**What the task asks**
Copy every line of the entries below in full, from the line containing "Look at the photo above. For each instance of the bare" through the end of the entries, adding 72 to each pixel coordinate in the answers.

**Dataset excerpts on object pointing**
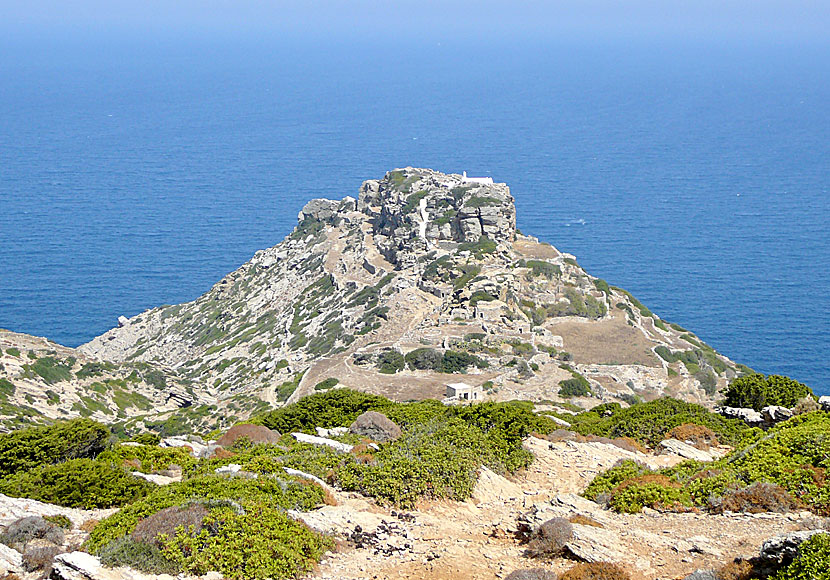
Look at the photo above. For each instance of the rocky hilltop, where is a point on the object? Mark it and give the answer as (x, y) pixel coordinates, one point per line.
(420, 282)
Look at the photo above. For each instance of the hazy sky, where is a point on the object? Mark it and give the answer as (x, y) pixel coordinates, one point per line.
(784, 19)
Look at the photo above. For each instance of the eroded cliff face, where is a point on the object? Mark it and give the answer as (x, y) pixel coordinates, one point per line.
(425, 263)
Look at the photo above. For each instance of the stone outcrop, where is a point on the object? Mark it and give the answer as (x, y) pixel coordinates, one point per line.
(376, 426)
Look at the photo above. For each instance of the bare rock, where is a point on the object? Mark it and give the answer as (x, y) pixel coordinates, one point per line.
(784, 547)
(748, 416)
(375, 426)
(776, 414)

**Final answer**
Look at the photo above. For each instance of the bare rock, where is a point on the object? Mark it and give the answer as (x, y) pixel coordinates, one point per line.
(856, 619)
(820, 488)
(447, 498)
(848, 486)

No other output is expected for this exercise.